Spatial localization data
*** Begin section ***
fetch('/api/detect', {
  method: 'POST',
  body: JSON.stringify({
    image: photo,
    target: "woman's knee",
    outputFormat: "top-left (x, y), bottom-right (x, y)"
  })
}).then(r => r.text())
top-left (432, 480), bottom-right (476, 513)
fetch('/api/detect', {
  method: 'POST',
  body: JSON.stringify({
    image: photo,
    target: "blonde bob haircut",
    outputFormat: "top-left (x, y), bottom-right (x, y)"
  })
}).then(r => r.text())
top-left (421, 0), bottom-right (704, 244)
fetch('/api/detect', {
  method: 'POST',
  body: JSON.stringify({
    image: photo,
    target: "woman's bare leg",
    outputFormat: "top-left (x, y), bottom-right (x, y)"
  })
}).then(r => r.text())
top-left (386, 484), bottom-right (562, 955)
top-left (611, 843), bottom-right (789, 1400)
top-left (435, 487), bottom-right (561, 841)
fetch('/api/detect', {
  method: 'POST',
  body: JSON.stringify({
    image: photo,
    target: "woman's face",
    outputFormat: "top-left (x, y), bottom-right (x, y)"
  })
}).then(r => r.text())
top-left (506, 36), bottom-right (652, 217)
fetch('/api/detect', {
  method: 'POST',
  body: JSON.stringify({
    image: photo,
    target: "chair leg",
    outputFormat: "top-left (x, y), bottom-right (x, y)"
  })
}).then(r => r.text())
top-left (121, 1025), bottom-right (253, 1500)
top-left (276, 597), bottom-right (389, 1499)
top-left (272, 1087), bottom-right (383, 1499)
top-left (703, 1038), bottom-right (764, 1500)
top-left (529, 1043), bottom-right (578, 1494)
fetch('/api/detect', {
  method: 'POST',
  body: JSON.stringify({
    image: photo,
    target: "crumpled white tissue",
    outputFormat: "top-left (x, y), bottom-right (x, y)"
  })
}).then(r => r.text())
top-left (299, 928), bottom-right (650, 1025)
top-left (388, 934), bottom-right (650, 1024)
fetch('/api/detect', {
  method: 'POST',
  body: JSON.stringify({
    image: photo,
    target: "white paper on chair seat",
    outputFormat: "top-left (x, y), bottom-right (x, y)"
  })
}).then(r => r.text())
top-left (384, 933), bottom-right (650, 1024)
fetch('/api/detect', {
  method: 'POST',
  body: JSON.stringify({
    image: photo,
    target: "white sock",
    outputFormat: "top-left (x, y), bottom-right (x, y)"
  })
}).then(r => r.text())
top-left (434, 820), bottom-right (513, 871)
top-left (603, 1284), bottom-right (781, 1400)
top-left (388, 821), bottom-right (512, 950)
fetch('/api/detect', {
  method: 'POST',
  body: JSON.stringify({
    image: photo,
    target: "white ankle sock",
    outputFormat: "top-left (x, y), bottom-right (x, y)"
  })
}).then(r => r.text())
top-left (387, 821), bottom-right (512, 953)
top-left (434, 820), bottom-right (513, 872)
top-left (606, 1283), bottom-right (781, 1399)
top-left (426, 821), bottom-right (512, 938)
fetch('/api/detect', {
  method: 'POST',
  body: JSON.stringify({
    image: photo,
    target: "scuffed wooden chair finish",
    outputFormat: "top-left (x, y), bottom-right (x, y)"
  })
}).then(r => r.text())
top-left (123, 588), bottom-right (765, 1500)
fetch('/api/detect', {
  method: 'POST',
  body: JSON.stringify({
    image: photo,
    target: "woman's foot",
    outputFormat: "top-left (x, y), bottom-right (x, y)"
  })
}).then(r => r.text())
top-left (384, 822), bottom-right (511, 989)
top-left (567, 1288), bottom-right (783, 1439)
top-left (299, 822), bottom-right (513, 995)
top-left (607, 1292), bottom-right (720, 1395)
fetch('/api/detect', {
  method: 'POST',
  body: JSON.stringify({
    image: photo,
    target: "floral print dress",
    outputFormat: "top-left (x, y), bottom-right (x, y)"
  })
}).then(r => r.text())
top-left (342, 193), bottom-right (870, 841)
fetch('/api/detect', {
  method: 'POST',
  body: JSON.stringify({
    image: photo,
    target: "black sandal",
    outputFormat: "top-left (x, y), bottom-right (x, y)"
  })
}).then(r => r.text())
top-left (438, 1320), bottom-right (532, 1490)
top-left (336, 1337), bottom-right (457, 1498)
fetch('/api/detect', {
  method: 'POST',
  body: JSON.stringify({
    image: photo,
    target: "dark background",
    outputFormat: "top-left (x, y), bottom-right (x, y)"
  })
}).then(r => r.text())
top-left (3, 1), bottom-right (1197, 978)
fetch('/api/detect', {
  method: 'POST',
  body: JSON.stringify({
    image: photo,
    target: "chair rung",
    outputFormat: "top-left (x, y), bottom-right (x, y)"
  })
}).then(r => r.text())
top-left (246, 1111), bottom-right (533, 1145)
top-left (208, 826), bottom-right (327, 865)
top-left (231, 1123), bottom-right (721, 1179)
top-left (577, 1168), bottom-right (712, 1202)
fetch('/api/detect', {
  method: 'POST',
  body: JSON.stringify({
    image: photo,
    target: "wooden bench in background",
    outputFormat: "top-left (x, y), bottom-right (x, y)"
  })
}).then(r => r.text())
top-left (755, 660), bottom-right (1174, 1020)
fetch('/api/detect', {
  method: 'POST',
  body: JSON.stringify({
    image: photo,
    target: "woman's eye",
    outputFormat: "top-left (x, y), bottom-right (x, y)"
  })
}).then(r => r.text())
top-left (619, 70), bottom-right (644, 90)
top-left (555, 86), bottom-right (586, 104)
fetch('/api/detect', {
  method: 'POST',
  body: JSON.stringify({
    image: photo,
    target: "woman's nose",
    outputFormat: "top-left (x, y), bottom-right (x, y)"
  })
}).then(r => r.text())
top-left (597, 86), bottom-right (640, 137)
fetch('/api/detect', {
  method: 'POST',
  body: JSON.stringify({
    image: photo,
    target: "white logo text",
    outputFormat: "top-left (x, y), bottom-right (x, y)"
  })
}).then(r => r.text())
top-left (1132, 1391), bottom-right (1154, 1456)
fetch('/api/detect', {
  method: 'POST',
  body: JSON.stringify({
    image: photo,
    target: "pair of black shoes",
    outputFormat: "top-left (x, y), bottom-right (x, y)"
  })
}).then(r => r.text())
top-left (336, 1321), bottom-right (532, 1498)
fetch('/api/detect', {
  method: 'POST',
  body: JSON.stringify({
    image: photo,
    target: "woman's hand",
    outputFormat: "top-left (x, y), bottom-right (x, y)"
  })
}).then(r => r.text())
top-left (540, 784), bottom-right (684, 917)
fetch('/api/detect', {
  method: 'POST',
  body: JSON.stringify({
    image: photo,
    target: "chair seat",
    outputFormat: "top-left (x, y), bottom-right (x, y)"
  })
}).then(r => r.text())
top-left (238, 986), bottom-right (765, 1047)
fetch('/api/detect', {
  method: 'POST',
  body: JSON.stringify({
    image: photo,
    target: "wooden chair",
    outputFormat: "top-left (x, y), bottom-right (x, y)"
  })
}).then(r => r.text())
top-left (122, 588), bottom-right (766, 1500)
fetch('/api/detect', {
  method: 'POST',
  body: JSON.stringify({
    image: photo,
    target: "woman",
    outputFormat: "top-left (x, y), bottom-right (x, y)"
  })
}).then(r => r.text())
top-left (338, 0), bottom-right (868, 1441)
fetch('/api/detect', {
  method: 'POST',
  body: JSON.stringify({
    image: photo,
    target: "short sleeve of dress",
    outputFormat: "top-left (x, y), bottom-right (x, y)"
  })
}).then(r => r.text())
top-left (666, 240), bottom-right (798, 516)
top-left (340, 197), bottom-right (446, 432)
*** End section ***
* _ACTION ITEM_:
The required answer is every line of the data, duplicated exactly.

* _SOLUTION_:
fetch('/api/detect', {
  method: 'POST',
  body: JSON.stringify({
    image: photo,
    target: "woman's knee",
    outputFormat: "top-left (x, y), bottom-right (x, y)"
  })
}).then(r => r.text())
top-left (432, 480), bottom-right (476, 513)
fetch('/api/detect', {
  method: 'POST',
  body: JSON.stringify({
    image: photo,
    target: "blonde bob haircut",
    outputFormat: "top-left (x, y), bottom-right (x, y)"
  })
}).then(r => r.text())
top-left (421, 0), bottom-right (704, 244)
fetch('/api/detect', {
  method: 'POST',
  body: JSON.stringify({
    image: photo,
    target: "woman's bare leg",
    outputFormat: "top-left (x, y), bottom-right (x, y)"
  })
}).then(r => r.text())
top-left (386, 484), bottom-right (562, 955)
top-left (611, 843), bottom-right (789, 1400)
top-left (435, 487), bottom-right (561, 841)
fetch('/api/detect', {
  method: 'POST',
  body: JSON.stringify({
    image: photo,
    target: "woman's face",
    outputFormat: "top-left (x, y), bottom-right (x, y)"
  })
}).then(r => r.text())
top-left (506, 36), bottom-right (652, 217)
fetch('/api/detect', {
  method: 'POST',
  body: JSON.stringify({
    image: photo,
    target: "chair leg",
    outputFormat: "top-left (x, y), bottom-right (x, y)"
  })
}).then(r => r.text())
top-left (121, 1025), bottom-right (253, 1500)
top-left (276, 597), bottom-right (389, 1499)
top-left (272, 1087), bottom-right (383, 1499)
top-left (703, 1038), bottom-right (764, 1500)
top-left (529, 1043), bottom-right (578, 1494)
fetch('/api/detect', {
  method: 'POST',
  body: JSON.stringify({
    image: photo,
    target: "crumpled white tissue",
    outputFormat: "top-left (x, y), bottom-right (x, y)"
  })
}).then(r => r.text())
top-left (299, 928), bottom-right (650, 1025)
top-left (388, 934), bottom-right (650, 1024)
fetch('/api/detect', {
  method: 'POST',
  body: JSON.stringify({
    image: photo,
    target: "white paper on chair seat",
    outputFormat: "top-left (x, y), bottom-right (x, y)"
  })
}).then(r => r.text())
top-left (384, 933), bottom-right (650, 1024)
fetch('/api/detect', {
  method: 'POST',
  body: JSON.stringify({
    image: photo,
    target: "white sock",
    outputFormat: "top-left (x, y), bottom-right (x, y)"
  })
}).then(r => r.text())
top-left (434, 820), bottom-right (513, 871)
top-left (603, 1284), bottom-right (781, 1400)
top-left (388, 821), bottom-right (512, 950)
fetch('/api/detect', {
  method: 'POST',
  body: JSON.stringify({
    image: photo,
    target: "white ankle sock",
    outputFormat: "top-left (x, y), bottom-right (x, y)"
  })
}).then(r => r.text())
top-left (387, 821), bottom-right (512, 953)
top-left (434, 820), bottom-right (513, 872)
top-left (606, 1283), bottom-right (781, 1399)
top-left (426, 821), bottom-right (512, 938)
fetch('/api/detect', {
  method: 'POST',
  body: JSON.stringify({
    image: photo,
    target: "scuffed wooden chair finish",
    outputFormat: "top-left (x, y), bottom-right (x, y)"
  })
}).then(r => r.text())
top-left (123, 588), bottom-right (765, 1500)
fetch('/api/detect', {
  method: 'POST',
  body: JSON.stringify({
    image: photo,
    target: "woman's foot",
    outputFormat: "top-left (x, y), bottom-right (x, y)"
  })
}).then(r => r.text())
top-left (384, 822), bottom-right (511, 989)
top-left (567, 1288), bottom-right (783, 1439)
top-left (299, 822), bottom-right (513, 995)
top-left (607, 1292), bottom-right (720, 1395)
fetch('/api/detect', {
  method: 'POST',
  body: JSON.stringify({
    image: photo,
    target: "floral print dress",
    outputFormat: "top-left (x, y), bottom-right (x, y)"
  })
}).then(r => r.text())
top-left (342, 193), bottom-right (870, 841)
fetch('/api/detect', {
  method: 'POST',
  body: JSON.stringify({
    image: photo,
    target: "black sandal",
    outputFormat: "top-left (x, y), bottom-right (x, y)"
  })
}).then(r => r.text())
top-left (438, 1320), bottom-right (532, 1490)
top-left (336, 1337), bottom-right (457, 1498)
fetch('/api/detect', {
  method: 'POST',
  body: JSON.stringify({
    image: photo,
    target: "dark background",
    outputFormat: "top-left (x, y), bottom-right (x, y)"
  })
}).then(r => r.text())
top-left (3, 1), bottom-right (1197, 978)
fetch('/api/detect', {
  method: 'POST',
  body: JSON.stringify({
    image: photo,
    target: "chair rung",
    outputFormat: "top-left (x, y), bottom-right (x, y)"
  })
}).then(r => r.text())
top-left (246, 1111), bottom-right (533, 1145)
top-left (208, 826), bottom-right (327, 865)
top-left (231, 1123), bottom-right (721, 1179)
top-left (577, 1168), bottom-right (712, 1202)
fetch('/api/detect', {
  method: 'POST',
  body: JSON.stringify({
    image: photo,
    target: "wooden bench in background",
    outputFormat: "top-left (x, y), bottom-right (x, y)"
  })
}).then(r => r.text())
top-left (755, 660), bottom-right (1174, 1020)
fetch('/api/detect', {
  method: 'POST',
  body: JSON.stringify({
    image: photo,
    target: "woman's eye",
    outputFormat: "top-left (x, y), bottom-right (x, y)"
  })
}).then(r => r.text())
top-left (619, 70), bottom-right (644, 90)
top-left (555, 86), bottom-right (586, 104)
fetch('/api/detect', {
  method: 'POST',
  body: JSON.stringify({
    image: photo,
    target: "woman's nose",
    outputFormat: "top-left (x, y), bottom-right (x, y)"
  })
}).then(r => r.text())
top-left (597, 86), bottom-right (640, 137)
fetch('/api/detect', {
  method: 'POST',
  body: JSON.stringify({
    image: photo,
    target: "white logo text",
    outputFormat: "top-left (x, y), bottom-right (x, y)"
  })
}).then(r => r.text())
top-left (1132, 1391), bottom-right (1154, 1456)
fetch('/api/detect', {
  method: 'POST',
  body: JSON.stringify({
    image: photo,
    target: "pair of black shoes",
    outputFormat: "top-left (x, y), bottom-right (x, y)"
  })
}).then(r => r.text())
top-left (336, 1321), bottom-right (532, 1498)
fetch('/api/detect', {
  method: 'POST',
  body: JSON.stringify({
    image: photo,
    target: "woman's hand",
    outputFormat: "top-left (x, y), bottom-right (x, y)"
  })
}).then(r => r.text())
top-left (540, 784), bottom-right (684, 917)
fetch('/api/detect', {
  method: 'POST',
  body: JSON.stringify({
    image: photo,
    target: "chair seat",
    outputFormat: "top-left (x, y), bottom-right (x, y)"
  })
}).then(r => r.text())
top-left (238, 986), bottom-right (765, 1047)
fetch('/api/detect', {
  method: 'POST',
  body: JSON.stringify({
    image: photo,
    target: "wooden chair",
    outputFormat: "top-left (x, y), bottom-right (x, y)"
  })
}).then(r => r.text())
top-left (122, 588), bottom-right (766, 1500)
fetch('/api/detect', {
  method: 'POST',
  body: JSON.stringify({
    image: photo,
    target: "woman",
    outputFormat: "top-left (x, y), bottom-right (x, y)"
  })
}).then(r => r.text())
top-left (338, 0), bottom-right (868, 1441)
fetch('/api/detect', {
  method: 'POST',
  body: JSON.stringify({
    image: photo,
    target: "short sleeve of dress",
    outputFormat: "top-left (x, y), bottom-right (x, y)"
  })
}).then(r => r.text())
top-left (666, 240), bottom-right (798, 516)
top-left (340, 197), bottom-right (446, 432)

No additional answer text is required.